Activity: Below are some entries. Repeat exactly the lines from the one with "Where can the dark purple-blue" through the one with "Where can the large flat", and only those.

Provided data:

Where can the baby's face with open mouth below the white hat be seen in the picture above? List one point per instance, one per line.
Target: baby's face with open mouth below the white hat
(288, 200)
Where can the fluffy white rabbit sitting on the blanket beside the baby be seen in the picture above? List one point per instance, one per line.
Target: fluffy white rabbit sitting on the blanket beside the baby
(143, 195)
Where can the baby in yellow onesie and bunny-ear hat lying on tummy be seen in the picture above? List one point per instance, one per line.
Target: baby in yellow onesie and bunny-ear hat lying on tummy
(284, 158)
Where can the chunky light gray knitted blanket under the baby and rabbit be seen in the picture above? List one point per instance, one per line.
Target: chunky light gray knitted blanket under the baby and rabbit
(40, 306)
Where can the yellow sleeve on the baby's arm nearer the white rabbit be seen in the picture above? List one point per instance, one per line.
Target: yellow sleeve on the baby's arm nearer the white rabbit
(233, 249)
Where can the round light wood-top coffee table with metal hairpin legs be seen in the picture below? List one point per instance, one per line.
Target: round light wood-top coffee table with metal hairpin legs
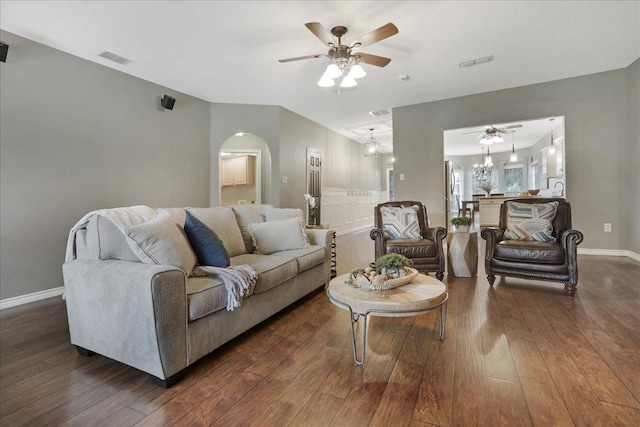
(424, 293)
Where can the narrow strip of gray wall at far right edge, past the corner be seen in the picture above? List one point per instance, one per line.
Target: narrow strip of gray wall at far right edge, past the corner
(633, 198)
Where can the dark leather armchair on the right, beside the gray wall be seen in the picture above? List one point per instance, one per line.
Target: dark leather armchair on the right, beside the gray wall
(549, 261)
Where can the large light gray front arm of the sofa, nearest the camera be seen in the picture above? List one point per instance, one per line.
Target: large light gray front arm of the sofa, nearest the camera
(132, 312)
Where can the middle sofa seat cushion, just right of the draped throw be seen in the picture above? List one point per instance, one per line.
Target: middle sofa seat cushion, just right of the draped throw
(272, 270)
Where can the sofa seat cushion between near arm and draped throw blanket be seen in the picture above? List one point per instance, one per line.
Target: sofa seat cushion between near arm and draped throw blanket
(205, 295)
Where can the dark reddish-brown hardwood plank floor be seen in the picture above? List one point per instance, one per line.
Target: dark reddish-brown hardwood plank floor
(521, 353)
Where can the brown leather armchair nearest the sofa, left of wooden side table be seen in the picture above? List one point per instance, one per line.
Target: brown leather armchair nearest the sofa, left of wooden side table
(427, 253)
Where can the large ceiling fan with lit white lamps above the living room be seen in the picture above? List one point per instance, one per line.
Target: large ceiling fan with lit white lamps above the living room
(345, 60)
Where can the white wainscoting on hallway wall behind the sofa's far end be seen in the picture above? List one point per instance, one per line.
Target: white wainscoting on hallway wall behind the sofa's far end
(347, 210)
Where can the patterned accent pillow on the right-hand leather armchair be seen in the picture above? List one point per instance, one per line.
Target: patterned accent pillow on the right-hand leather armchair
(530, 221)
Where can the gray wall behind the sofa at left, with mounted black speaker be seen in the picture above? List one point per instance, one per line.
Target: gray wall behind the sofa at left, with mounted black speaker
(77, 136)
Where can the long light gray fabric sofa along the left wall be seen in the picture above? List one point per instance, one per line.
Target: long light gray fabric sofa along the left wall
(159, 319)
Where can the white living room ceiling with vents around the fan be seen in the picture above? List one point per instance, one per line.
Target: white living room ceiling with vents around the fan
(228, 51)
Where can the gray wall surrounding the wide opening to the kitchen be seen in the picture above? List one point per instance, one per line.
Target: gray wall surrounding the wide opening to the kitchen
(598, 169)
---
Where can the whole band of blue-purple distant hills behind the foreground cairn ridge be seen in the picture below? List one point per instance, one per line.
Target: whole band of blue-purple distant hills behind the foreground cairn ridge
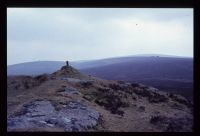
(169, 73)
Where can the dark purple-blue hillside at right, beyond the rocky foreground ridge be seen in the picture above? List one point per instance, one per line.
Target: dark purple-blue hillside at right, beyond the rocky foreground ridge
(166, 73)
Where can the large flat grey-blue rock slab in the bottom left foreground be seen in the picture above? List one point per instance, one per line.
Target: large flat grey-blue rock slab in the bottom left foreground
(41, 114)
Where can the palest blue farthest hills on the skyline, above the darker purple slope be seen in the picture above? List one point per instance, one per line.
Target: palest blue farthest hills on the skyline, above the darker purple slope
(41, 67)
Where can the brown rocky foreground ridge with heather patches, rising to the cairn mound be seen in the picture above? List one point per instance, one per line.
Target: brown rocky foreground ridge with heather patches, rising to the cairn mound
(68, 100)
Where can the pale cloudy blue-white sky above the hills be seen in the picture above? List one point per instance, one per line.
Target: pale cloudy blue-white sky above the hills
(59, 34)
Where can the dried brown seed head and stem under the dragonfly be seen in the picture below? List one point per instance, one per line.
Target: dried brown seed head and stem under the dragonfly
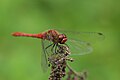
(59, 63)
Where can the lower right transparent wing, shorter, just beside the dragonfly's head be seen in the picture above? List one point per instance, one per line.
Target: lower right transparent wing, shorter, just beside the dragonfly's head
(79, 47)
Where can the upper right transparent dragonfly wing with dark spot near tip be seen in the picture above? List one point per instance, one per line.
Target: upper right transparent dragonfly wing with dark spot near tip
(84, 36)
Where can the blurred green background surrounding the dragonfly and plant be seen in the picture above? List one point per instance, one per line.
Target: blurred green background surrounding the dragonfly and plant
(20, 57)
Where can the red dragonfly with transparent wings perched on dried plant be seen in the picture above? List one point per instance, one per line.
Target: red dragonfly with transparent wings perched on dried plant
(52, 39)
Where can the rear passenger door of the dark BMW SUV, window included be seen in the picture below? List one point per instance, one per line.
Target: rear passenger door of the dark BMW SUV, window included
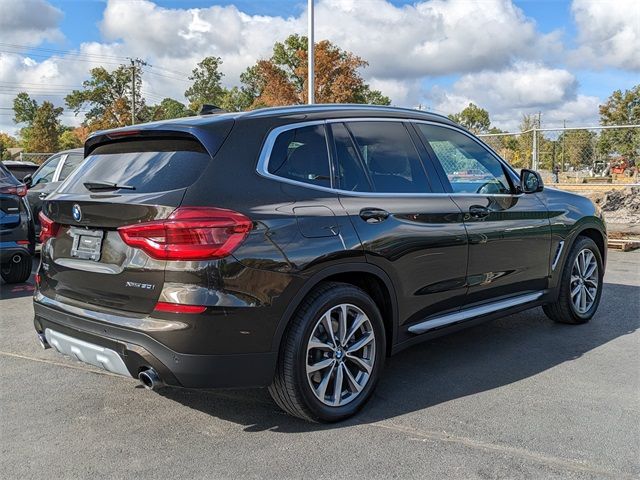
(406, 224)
...
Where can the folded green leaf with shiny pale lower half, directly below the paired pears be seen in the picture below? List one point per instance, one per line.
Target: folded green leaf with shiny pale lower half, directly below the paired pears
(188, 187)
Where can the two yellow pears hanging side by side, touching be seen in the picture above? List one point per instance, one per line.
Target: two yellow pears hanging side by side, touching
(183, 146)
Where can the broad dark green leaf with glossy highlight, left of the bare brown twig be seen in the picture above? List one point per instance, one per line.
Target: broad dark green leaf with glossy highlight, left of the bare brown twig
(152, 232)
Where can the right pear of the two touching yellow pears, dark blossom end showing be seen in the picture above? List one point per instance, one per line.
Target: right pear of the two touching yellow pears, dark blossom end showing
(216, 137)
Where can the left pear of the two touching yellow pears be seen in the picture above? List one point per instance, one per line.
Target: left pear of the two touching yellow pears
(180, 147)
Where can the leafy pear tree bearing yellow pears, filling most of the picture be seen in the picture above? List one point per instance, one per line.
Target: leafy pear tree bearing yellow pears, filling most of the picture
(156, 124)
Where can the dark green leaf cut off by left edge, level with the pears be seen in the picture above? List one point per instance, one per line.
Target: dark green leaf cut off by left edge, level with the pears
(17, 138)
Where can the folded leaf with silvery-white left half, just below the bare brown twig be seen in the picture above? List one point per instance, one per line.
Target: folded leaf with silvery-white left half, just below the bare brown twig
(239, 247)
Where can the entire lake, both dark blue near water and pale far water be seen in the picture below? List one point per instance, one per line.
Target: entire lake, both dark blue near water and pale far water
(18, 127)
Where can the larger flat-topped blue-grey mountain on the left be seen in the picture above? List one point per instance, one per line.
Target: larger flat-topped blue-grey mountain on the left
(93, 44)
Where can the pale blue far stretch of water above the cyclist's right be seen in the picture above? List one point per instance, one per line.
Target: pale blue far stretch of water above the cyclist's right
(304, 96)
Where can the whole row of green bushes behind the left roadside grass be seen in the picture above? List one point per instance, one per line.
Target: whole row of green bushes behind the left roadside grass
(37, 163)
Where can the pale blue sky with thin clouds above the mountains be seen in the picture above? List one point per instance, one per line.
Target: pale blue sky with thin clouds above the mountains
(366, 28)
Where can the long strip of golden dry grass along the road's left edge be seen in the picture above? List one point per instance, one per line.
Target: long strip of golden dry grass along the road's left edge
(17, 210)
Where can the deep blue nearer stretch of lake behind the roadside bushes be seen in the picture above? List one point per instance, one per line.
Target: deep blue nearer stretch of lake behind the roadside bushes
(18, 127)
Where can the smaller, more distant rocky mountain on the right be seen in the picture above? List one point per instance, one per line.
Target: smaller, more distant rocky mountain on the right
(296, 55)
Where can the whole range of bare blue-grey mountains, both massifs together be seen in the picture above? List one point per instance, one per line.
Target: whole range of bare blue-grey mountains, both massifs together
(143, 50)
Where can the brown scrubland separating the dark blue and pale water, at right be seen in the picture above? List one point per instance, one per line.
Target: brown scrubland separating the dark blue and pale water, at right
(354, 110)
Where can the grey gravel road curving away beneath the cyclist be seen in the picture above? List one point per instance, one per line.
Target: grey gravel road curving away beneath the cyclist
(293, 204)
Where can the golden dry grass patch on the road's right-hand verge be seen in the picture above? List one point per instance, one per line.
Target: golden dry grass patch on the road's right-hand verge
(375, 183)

Response area:
Where can the dark purple-blue hillside at right, beyond the rocky foreground ridge be seen in the picture above? List one point per instance, one per line.
Target: dark purple-blue hillside at right, beyond the rocky foreground ridge
(166, 73)
Where can the large flat grey-blue rock slab in the bottom left foreground be seen in the picture above? List one point per instance, one per line.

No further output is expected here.